▶ **Problems and tasks**:
A) Can you restate in two sentences the paragraph in the Disney animation thread that begins "Traditional hand-drawn line animation", keeping its main points?
B) Could you carry the Disney animation thread forward past its last post?

▶ **Supplied passage**:
☆ ☆ ☆ ☆ ☆

Posted on 12/02/2006 11:04:03 AM PST by abb
Ping
I think of animation as being a good thing.
Disney perfected animation. I grew up on it. Then Eisner ruined it with uncontrolled PC...
Well, the animation studio is somewhat peripheral to MSM. MSM could be defined as a propaganda machine with its technological base now increasingly obsolescent. Now, movies could be propagandistic, and many of them are, but Disney animated ones are not the prime suspects in this regard.
Disney still does great animation with Pixar.
Does this fall under Dinosaur Media Deathwatch? A lot of animated Disney movies are great films.
Examples? Those would agree that there has been a string of (suggestively) anti-Christianity in some of the movies.
Traditional hand-drawn line animation is all but dead, that's what this story is about. Pixar-type computer animation is the name of the game today, unfortunately. I say unfortunately because the great hand-drawn Disney animation features are true classics in a way that the Pixar films and their imitators will never be.
Disney does own ABC / Capitol Cities. I just saw Eisner speak and Disney considers ESPN a key brand. Disney does not consider ABC a key brand. So in some sense ABC may be the first of the bigs to suffer complete dhimminitude. I mean it has to be humbing. One day you have your own skyscraper across the street from your older rival, CBS. You are profitable concern, more or less. You are TV! You have revolutionized Sports and News coverage. Then, from out of nowhere a bunch of Radio hicks buy the shop out from under you. They are all about money and don't give a hoot about Edward R. Murrow. Then, before the paper on the junk bonds has cooled you've been sold to Disney! Disney!! The cartoon company. You are now officially a Mickey Mouse News Organization. But that's ancient history. ABC is viewed by Disney as a moderately profitable segment, but not part of the lore, the core, the stuff Walt invented. Disney begins with Mickey Mouse, ABC is just a little something they picked up along the way.

☆ ☆ ☆ ☆ ☆

Items listed in a dataset:
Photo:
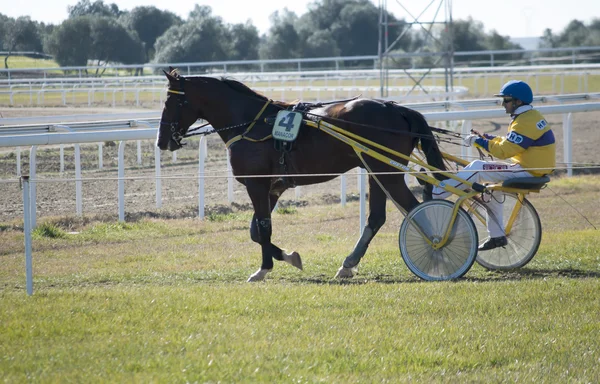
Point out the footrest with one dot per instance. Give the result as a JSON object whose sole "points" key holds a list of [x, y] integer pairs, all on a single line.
{"points": [[526, 182]]}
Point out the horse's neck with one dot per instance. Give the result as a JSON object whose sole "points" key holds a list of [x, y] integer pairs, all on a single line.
{"points": [[237, 117]]}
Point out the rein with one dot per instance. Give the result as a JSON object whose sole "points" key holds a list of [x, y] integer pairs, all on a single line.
{"points": [[177, 136]]}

☆ ☆ ☆ ☆ ☆

▶ **Responses per task**:
A) Traditional hand-drawn animation is nearly dead, replaced by Pixar-style computer animation, which the writer regrets. The reason given is that the great hand-drawn Disney features are true classics in a way Pixar films and their imitators will never be.

B)
Thank you! Mickey became a symbol of America, but had no real personality. Truth is that after Disney went whole hog for feature-length animated films, its cartoon shorts grew increasingly lame. Who can remember more than one Mickey Mouse short after "The Sorcerer's Apprentice" in Fantasia?
OTOH, anyone who can recall Bugs, Daffy, Porky, Yosemite Sam, Elmer Fudd, Speedy Gonzalez, Foghorn Leghorn or Wile E. and the Road Runner before PC took hold can remember Saturday mornings filled with belly laughs. What's Opera, Doc?, Duck Amuck and it's response Rabbit Rampage immediately come to mind. This is not to mention William Hanna & Joseph Barbera's breakthrough creation Tom & Jerry, and Tex Avery's side-splitting deadpan basset hound Droopy ("Y'know what? I'm happy.")
My reply above was meant to be to you I think.
Gosh the endless Dinosaur Media Death Watch is amazing considering that the movie industry will make more money than last year. In order for the Media to die we are going to have these threads until the end of every FREEPERS life for sure (even the youngest one out there). I just don't see the media going anywhere anytime this century.
Who killed Roger Rabbit? was great. The Disney cartoon movies like "Little Mermaid" are what my kids, now 20 love and remember. Lion King. Jasmine. Mulan. Pochahontus. Classics of another era.
Sadly WB didn't make feature length cartoons in the 1980s and 1990s that I am aware of. Did they even make shorts?
Space Jam.
Yes, I agree. Define Dinosaur Media? Any media conglomorate? Some will prosper and continue. I would put money on Disney being one of them.
If you limit Dinosaur media to the things actually endangered by the new media it would be a more interesting thesis. To me that would be #1 with a star: daily newspapers on paper. Totally unneeded in a connected world of the net / laptops/ wireless. And #2 the big three broadcast networks - in an era of 1000 channel cable and sattelite ubiquity.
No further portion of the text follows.